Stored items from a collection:
····················

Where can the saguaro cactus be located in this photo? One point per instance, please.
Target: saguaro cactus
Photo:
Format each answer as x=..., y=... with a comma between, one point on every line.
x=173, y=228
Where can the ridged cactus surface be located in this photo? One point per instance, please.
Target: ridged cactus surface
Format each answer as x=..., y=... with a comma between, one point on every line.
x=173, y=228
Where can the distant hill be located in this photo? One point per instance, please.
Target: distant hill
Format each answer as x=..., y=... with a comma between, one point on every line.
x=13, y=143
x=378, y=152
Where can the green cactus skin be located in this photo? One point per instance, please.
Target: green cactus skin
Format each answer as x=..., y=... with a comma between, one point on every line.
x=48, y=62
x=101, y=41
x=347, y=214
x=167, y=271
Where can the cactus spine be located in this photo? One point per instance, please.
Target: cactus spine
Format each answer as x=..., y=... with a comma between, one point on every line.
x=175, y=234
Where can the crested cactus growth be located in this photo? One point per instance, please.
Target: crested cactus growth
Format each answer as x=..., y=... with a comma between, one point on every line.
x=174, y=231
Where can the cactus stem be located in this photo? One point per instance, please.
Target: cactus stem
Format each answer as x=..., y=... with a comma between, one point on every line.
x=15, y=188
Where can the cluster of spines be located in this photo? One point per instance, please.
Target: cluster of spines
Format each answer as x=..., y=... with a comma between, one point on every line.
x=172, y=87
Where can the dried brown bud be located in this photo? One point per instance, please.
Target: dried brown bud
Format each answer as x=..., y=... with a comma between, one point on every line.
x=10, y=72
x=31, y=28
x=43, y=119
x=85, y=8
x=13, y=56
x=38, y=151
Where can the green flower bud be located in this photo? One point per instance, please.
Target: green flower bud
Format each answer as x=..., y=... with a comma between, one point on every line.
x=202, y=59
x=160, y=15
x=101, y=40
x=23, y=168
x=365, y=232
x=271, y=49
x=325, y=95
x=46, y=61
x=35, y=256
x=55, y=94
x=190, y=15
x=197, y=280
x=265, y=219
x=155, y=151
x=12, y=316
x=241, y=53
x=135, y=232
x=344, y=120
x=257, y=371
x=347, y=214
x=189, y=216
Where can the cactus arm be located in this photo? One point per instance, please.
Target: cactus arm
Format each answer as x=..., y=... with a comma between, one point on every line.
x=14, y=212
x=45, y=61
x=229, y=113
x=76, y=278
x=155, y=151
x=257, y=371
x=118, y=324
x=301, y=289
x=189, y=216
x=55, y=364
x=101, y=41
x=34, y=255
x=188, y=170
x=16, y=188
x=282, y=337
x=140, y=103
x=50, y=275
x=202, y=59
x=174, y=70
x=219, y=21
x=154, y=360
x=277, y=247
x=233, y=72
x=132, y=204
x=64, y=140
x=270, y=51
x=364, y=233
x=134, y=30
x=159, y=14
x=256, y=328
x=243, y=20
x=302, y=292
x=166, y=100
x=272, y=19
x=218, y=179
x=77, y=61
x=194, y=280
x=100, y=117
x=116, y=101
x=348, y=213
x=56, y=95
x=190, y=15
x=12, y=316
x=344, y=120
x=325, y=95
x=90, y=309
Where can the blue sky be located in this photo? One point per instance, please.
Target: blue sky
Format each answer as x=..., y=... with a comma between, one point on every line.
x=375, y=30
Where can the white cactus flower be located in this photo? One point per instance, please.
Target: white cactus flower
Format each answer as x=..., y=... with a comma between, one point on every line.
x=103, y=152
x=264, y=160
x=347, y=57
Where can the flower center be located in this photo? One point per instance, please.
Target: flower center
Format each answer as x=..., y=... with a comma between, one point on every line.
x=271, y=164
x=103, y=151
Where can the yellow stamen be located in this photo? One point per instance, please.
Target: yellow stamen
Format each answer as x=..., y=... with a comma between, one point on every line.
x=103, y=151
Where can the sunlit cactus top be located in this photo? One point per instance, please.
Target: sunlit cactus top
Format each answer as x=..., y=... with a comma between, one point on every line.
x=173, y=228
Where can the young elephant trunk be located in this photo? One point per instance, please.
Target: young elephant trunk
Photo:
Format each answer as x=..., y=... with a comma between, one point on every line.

····················

**What you have to do:** Copy the data above exactly as it stands, from the line with "Where can the blue" to the line with "x=375, y=30", including both of those lines.

**Reply:**
Where can the blue sky be located in this photo? One point per instance, please.
Target: blue sky
Format each answer as x=..., y=... with a comma between, one point on every line.
x=375, y=30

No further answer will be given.